**WRITTEN PROBLEM A**
Could you repeat, word for word, the lines of the records starting at the line that contains "One marker per instance of the plant" and ending at the line that contains "[(1205, 416)]", with both of those lines included?

**EXTRACT**
------------
Laser light: A new type of solid state sources for speciality lighting

Following on from his talk at Strategies in Light USA at the end of February, Dr Paul Rudy, SVP of business development at SoraaLaser, explains the latest developments in GaN laser diodes and laser pumped phosphor architectures, and discusses the merits of lasers compared to other lighting technologies

Recent progress in the integration of GaN laser diode pumped phosphors has enabled a new category of solid-state light sources that deliver advanced illumination effects in ultra-compact form factors. These droop-free light sources combine the benefits of solid-state illumination – such as minimal power consumption and long lifetime – with point-source-like high luminance, thereby enabling safe and incoherent directional output that has, up until now, only been possible with legacy technology. An example of laser light source architecture is shown in figure one: high optical power blue laser light is focused to a small spot on a phosphor and converted to high luminance white light. 

Figure one: White light being generated by laser light sources

Blue laser diode progress 

These novel laser lighting sources are enabled by rapid progress occurring in the area of GaN laser diodes. State-of-the-art blue laser diode designs are now providing optical power outputs in excess of three watts per device, 35 per cent electrical to optical efficiency, and lifetimes in excess of 10,000 hours. Moreover, these GaN laser diode devices output the light from an extremely small aperture, less than 50 microns wide by two microns tall. This is fundamentally possible because of the fact that laser diodes do not suffer droop in the same way that LEDs do.
------------
Pointing dataset records:
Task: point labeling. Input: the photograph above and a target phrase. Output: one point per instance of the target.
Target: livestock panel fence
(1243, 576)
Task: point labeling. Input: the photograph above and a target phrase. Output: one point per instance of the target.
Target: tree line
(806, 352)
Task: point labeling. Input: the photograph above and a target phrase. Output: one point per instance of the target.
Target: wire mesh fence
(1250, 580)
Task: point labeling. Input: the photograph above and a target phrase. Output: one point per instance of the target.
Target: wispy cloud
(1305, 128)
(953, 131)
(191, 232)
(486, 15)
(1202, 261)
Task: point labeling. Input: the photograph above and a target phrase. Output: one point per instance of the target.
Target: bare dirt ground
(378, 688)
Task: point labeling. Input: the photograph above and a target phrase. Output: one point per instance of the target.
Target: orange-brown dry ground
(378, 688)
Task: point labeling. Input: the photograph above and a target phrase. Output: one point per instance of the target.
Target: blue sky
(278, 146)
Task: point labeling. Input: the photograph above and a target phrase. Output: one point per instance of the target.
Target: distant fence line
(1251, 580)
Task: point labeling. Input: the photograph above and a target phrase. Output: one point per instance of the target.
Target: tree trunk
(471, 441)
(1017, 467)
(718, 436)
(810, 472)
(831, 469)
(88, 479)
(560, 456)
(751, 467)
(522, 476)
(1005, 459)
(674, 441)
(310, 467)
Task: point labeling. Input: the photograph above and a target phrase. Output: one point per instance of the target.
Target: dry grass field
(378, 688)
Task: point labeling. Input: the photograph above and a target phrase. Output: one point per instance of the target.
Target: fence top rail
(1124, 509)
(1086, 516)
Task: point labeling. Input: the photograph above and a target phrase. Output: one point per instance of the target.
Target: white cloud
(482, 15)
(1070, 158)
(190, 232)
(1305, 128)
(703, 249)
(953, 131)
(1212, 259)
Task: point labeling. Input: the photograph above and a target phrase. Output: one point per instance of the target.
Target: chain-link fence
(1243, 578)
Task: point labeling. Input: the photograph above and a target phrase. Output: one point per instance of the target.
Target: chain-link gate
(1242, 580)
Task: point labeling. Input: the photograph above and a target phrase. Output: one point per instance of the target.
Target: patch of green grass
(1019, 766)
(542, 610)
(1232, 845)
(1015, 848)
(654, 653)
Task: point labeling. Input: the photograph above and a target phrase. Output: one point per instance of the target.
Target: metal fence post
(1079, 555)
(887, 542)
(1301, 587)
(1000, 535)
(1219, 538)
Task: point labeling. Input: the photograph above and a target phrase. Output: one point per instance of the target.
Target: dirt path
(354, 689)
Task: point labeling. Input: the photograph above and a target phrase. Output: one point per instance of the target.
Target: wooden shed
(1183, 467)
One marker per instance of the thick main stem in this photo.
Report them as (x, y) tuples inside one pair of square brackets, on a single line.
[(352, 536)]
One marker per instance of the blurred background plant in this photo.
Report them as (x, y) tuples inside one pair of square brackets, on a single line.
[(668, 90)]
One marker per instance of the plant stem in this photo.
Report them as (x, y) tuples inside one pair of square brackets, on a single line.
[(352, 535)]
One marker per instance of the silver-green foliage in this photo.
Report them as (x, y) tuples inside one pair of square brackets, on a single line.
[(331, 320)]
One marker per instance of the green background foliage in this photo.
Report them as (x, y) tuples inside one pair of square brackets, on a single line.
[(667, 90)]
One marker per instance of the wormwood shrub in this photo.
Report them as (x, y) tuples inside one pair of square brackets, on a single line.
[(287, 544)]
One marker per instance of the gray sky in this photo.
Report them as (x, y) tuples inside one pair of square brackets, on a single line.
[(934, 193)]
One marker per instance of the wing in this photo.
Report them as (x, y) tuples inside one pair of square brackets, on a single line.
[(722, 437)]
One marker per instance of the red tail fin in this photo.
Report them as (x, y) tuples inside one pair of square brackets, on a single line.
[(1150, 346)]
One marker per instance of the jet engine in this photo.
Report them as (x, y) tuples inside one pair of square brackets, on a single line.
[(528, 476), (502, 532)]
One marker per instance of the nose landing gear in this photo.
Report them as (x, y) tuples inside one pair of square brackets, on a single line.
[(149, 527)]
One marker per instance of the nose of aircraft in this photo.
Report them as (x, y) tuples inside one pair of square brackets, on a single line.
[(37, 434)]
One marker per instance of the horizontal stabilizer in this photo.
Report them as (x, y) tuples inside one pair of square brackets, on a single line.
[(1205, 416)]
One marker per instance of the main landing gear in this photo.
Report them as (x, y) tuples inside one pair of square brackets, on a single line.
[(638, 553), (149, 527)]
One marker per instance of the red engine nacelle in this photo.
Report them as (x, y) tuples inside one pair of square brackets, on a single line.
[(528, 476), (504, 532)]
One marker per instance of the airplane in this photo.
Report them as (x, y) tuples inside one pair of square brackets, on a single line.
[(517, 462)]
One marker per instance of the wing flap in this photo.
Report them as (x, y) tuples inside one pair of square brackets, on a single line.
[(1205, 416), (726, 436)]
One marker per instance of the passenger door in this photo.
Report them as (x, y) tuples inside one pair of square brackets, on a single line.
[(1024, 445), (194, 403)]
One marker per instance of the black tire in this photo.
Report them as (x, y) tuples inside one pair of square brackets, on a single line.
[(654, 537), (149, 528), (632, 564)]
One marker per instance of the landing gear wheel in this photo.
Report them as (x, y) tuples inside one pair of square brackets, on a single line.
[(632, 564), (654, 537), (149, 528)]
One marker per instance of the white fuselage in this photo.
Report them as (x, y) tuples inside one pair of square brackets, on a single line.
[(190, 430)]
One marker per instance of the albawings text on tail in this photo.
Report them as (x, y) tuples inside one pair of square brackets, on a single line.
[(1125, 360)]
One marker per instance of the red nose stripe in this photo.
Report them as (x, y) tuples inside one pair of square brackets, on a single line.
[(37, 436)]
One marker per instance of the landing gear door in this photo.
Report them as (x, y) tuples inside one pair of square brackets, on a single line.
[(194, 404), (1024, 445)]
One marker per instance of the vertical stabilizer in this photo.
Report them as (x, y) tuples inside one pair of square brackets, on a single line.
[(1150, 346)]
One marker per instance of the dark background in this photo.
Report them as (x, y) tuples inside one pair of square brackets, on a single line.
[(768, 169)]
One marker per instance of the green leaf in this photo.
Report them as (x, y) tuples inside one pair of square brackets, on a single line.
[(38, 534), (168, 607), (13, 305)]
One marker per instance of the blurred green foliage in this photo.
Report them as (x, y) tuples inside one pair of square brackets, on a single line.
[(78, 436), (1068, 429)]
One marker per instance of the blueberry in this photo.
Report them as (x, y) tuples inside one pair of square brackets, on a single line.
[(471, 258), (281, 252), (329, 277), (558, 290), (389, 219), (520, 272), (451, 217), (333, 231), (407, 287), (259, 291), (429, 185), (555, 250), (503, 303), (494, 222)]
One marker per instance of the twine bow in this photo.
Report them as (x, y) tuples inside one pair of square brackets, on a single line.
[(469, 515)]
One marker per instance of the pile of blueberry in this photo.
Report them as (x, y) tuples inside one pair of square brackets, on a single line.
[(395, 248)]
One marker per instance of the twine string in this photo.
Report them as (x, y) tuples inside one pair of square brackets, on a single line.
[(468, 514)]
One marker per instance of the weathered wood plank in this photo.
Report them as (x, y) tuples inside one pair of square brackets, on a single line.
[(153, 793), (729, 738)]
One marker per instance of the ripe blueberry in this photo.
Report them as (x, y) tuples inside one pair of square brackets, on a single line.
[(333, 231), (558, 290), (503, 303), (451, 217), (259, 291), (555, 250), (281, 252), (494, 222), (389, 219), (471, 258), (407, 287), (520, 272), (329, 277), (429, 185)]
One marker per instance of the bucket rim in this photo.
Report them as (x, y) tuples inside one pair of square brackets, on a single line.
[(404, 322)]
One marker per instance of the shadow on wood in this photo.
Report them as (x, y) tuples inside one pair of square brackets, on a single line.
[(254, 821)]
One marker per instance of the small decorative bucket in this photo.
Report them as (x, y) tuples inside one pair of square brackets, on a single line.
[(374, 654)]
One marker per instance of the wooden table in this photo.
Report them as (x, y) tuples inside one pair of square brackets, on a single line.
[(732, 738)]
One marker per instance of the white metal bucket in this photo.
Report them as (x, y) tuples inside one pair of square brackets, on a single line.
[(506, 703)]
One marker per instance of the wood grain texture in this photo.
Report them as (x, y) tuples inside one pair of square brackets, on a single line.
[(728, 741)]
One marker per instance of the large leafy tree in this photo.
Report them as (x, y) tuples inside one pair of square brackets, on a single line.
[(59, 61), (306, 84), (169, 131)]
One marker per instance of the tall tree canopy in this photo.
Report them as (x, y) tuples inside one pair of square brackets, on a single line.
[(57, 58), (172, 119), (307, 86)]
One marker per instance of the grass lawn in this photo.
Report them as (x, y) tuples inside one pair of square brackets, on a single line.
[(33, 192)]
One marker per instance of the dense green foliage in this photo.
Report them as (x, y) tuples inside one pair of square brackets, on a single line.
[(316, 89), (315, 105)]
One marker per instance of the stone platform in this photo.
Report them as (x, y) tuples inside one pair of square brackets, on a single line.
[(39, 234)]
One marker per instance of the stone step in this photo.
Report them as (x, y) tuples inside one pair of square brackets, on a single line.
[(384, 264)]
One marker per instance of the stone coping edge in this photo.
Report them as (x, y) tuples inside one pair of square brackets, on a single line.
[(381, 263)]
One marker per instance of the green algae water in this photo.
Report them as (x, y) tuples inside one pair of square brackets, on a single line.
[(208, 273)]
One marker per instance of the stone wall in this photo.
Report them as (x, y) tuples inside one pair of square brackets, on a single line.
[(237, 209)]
------------
**WRITTEN PROBLEM B**
Answer these questions about the laser lighting article:
(i) In the architecture shown in figure one, what is the blue laser light focused onto?
(ii) What electrical to optical efficiency do state-of-the-art blue laser diode designs now provide?
(iii) How tall is the aperture that GaN laser diode devices output light from?

**EXPECTED ANSWER A**
One marker per instance of the plant stem in this photo.
Report them as (x, y) tuples inside one pair of square brackets, on a single line.
[(352, 535)]
One marker per instance of the silver-green foliage in this photo.
Report them as (x, y) tuples inside one pair of square brackets, on a single line.
[(331, 320)]
One marker per instance of the green background foliage in this photo.
Report them as (x, y) tuples inside one pair of square brackets, on a single line.
[(667, 90)]
One marker per instance of the wormwood shrub in this photo.
Report them as (x, y) tuples inside one pair of square brackets, on a single line.
[(287, 544)]
One marker per instance of the gray sky in this photo.
Report them as (x, y) tuples inside one pair of square brackets, on a single line.
[(934, 193)]
One marker per instance of the wing in this photo.
Report them as (x, y) tuples inside one pair of square brackets, on a single line.
[(722, 437)]
One marker per instance of the red tail fin in this photo.
Report them as (x, y) tuples inside one pair of square brackets, on a single line.
[(1150, 346)]
One marker per instance of the jet engine in this photo.
Report them as (x, y) tuples inside one pair of square brackets, on a single line.
[(528, 476), (502, 532)]
One marker per instance of the nose landing gear in this photo.
Report them as (x, y) tuples inside one pair of square brackets, on a single line.
[(149, 527)]
One marker per instance of the nose of aircraft in this photo.
Report them as (x, y) tuples inside one pair of square brackets, on a single line.
[(37, 434)]
One marker per instance of the horizontal stabilizer in this photo.
Report them as (x, y) tuples inside one pair of square brackets, on a single line.
[(1205, 416)]

**EXPECTED ANSWER B**
(i) A small spot on a phosphor
(ii) 35 per cent
(iii) Two microns